DATA SHOWN>
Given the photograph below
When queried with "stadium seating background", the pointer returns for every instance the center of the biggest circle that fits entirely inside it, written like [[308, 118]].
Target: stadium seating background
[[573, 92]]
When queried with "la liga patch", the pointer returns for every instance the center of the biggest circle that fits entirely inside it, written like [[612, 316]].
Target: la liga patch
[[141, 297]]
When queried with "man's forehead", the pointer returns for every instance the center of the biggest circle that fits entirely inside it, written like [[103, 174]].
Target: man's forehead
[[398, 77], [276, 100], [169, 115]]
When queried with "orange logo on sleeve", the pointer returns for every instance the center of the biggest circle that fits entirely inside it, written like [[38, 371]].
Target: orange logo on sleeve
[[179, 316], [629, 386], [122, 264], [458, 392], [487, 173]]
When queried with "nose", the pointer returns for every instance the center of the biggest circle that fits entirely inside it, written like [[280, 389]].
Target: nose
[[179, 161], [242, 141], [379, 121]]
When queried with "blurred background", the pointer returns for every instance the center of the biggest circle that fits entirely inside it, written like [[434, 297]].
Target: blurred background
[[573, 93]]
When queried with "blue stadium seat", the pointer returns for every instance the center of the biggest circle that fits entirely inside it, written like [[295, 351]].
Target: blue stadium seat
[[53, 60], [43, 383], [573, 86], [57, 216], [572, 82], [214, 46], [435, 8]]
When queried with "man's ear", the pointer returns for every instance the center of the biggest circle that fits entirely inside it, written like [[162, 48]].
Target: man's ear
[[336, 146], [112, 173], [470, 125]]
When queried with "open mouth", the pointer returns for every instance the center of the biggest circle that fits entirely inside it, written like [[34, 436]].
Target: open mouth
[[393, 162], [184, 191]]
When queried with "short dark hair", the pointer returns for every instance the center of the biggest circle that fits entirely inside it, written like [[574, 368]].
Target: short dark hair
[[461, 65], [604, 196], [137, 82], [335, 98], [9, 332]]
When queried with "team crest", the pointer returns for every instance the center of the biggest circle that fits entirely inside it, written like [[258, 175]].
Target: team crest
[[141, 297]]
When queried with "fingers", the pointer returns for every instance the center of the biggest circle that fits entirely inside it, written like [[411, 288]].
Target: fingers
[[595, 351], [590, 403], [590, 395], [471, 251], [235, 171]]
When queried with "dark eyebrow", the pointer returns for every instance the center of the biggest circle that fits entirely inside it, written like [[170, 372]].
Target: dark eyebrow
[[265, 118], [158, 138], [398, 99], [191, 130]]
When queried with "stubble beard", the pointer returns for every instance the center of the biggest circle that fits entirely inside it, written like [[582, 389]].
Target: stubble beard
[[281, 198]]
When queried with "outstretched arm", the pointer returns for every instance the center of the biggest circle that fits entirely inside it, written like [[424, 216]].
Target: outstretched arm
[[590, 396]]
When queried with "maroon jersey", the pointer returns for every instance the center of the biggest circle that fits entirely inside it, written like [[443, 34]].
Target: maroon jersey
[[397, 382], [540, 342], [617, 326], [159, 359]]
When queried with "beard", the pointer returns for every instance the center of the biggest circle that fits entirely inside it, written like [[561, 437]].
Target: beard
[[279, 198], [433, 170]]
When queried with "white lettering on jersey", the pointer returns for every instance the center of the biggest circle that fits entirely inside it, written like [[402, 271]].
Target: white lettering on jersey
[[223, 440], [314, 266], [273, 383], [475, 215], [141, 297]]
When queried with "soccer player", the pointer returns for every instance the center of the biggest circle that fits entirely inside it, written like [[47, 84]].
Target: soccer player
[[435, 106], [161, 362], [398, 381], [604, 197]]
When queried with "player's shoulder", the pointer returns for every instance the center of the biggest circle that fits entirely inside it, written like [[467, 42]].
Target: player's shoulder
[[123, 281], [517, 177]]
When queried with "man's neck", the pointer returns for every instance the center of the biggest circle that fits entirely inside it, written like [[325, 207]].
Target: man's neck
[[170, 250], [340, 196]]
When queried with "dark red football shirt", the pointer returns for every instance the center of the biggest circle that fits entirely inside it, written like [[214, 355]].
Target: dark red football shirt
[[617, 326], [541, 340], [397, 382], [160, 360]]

---

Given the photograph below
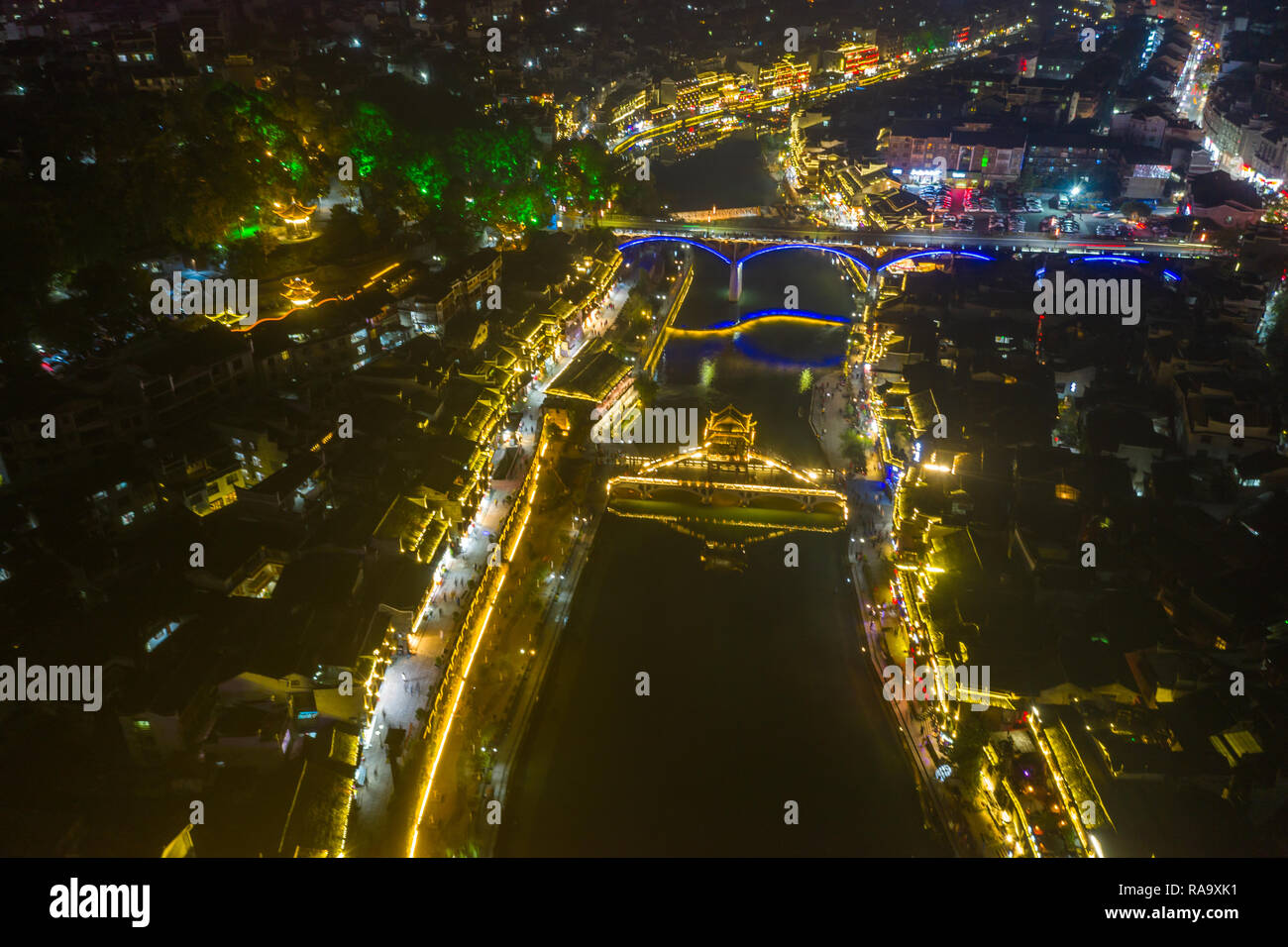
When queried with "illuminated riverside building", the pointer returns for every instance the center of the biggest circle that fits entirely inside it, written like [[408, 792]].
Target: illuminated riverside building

TASK REQUIREMENTS>
Can you output the lines above as a JSON list of strings, one string per line with blank lines omitted, starting with the line containing "like [[280, 389]]." and going through the line containing "[[573, 93]]", with both of those lines included?

COMPLETE RESPONSE>
[
  "When queried with \"nose\", the pointer returns for every instance the center of the biggest circle that fits entirely inside it, written like [[280, 389]].",
  "Target: nose",
  "[[179, 161], [242, 141], [379, 121]]",
  "When queried with \"blurred background\", the pointer returns for every instance the center of the biggest circle that fits entirely inside it, written like [[434, 297]].",
  "Target: blurred background",
  "[[573, 93]]"
]